[Entries from a dataset]
= = = = = = =

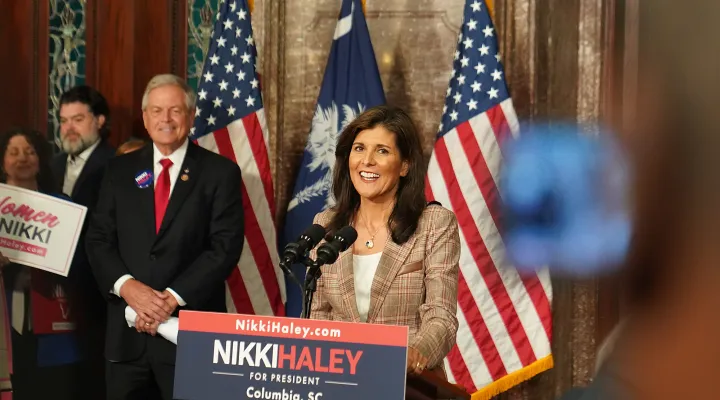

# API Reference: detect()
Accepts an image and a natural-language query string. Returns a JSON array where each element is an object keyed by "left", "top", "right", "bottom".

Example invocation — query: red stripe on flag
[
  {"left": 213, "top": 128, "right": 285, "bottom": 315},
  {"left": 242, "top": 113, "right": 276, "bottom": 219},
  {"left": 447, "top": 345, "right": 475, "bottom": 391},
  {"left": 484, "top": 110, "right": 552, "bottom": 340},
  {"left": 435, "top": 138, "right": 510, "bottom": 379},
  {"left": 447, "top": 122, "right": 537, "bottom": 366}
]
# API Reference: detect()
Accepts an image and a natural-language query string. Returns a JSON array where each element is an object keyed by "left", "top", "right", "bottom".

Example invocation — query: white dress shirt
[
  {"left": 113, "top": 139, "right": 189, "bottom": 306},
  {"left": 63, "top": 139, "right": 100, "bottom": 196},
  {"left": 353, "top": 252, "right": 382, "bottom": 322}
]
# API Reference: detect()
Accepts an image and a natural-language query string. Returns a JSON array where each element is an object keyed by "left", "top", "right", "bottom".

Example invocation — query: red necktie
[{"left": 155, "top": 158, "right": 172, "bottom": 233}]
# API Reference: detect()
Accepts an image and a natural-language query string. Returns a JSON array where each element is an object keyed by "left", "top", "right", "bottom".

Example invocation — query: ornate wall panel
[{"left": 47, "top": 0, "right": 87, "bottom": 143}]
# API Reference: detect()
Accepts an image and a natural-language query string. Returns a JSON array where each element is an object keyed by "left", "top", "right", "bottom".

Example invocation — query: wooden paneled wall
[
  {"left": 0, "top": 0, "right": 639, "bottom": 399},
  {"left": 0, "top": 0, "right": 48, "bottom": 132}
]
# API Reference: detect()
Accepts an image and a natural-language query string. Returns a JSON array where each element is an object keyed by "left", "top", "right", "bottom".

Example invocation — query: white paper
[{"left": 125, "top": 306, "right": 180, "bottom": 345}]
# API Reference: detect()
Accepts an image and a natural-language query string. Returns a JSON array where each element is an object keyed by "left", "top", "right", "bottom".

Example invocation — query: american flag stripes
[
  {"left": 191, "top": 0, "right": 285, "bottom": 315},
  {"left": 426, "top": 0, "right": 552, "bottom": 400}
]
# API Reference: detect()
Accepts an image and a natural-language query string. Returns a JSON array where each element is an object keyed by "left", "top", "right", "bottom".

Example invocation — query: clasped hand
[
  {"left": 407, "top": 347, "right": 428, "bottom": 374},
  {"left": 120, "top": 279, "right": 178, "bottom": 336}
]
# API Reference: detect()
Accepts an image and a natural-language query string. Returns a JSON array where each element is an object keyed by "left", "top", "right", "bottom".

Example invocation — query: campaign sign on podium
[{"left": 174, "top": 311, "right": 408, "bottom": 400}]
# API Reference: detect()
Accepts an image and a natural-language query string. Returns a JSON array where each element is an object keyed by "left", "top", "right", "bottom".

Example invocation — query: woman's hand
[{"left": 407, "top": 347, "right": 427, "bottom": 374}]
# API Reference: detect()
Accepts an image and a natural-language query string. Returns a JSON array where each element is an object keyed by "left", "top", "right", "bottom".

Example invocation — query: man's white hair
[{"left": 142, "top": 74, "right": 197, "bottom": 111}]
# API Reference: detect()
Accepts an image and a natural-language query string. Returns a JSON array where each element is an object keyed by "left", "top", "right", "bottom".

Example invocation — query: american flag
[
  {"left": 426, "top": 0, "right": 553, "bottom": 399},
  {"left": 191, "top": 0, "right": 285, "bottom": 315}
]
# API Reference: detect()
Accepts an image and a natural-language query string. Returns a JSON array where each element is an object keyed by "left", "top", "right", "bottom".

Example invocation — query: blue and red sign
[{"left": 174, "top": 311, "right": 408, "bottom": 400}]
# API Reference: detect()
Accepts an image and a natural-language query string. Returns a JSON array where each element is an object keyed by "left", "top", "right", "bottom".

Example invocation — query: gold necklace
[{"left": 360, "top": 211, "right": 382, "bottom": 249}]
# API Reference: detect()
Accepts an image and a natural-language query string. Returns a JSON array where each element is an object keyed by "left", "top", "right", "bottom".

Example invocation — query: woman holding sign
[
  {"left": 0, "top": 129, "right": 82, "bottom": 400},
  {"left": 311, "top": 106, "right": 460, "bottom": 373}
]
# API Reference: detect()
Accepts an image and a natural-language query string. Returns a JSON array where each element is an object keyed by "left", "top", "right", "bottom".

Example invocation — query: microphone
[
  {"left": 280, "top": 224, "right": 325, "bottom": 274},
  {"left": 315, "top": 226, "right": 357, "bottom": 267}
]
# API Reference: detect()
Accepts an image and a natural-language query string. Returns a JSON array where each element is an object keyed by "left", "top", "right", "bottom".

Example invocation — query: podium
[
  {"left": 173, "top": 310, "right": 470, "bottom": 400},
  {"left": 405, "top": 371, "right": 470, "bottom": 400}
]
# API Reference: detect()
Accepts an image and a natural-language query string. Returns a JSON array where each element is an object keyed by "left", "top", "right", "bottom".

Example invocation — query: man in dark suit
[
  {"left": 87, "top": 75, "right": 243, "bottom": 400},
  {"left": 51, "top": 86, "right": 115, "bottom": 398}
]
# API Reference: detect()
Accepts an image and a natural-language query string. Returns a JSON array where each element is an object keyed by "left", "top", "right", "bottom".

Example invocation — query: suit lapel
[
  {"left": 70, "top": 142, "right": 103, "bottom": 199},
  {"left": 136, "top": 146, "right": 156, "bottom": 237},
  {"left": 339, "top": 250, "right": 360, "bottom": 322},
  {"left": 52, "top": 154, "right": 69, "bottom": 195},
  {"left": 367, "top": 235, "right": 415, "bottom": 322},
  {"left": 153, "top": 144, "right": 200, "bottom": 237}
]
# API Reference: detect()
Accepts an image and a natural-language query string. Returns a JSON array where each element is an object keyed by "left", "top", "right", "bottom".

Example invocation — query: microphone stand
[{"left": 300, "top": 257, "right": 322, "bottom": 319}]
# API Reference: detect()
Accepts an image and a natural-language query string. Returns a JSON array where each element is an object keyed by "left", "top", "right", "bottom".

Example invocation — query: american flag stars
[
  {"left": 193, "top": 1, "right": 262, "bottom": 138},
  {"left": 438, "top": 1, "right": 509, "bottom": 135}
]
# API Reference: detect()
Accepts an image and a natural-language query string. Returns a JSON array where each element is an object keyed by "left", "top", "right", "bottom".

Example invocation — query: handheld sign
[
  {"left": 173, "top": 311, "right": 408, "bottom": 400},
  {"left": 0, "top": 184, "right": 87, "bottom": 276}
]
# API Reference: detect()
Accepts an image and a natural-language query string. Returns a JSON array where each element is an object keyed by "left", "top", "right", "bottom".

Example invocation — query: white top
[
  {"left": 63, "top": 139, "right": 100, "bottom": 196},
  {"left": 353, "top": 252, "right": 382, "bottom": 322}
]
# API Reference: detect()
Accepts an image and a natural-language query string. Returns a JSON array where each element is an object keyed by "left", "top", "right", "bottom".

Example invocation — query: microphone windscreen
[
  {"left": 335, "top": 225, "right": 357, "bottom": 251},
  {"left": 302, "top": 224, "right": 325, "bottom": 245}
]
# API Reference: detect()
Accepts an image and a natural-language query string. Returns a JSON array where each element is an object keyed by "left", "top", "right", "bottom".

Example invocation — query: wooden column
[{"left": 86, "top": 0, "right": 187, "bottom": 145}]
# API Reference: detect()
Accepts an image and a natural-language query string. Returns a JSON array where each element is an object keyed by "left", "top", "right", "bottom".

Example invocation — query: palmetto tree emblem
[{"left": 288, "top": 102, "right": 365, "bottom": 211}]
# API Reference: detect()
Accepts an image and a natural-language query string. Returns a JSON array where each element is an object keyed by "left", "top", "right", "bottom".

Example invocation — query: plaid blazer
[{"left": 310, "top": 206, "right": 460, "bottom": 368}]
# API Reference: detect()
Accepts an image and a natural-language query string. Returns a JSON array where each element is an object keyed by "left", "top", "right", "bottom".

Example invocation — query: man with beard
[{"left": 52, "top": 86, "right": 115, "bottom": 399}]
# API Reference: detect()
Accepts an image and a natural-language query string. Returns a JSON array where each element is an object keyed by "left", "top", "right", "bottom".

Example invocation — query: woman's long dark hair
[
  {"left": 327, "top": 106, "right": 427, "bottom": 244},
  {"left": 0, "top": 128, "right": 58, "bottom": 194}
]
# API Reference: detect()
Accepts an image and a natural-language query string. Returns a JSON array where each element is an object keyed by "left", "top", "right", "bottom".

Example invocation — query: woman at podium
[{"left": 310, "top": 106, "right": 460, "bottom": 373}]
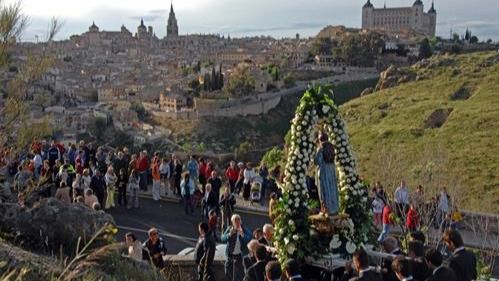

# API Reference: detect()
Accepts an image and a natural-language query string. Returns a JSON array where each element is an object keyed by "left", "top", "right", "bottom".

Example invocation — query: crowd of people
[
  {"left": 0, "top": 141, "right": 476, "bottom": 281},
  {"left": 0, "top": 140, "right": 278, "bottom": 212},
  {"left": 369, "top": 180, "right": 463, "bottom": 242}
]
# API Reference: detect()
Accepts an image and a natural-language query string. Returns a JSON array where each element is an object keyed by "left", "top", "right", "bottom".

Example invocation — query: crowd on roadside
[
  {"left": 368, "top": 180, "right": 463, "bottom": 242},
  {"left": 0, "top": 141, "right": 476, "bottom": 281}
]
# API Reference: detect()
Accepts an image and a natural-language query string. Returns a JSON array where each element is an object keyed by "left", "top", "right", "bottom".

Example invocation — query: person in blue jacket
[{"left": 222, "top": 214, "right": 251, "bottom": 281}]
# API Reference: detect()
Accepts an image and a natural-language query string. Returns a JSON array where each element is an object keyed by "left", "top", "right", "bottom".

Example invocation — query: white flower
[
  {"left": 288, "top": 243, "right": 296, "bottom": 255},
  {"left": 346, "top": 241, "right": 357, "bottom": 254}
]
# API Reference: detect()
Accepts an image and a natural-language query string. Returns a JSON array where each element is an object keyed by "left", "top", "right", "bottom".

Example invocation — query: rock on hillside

= = = = = = =

[What to produce] Which lines in the records above contain the string "flag"? Pull out each of those lines and reproduce it unchanged.

[Written response]
Example invocation — query: red stripe on flag
Example invocation — query: american flag stripes
Example invocation — query: american flag
Example invocation — query: american flag stars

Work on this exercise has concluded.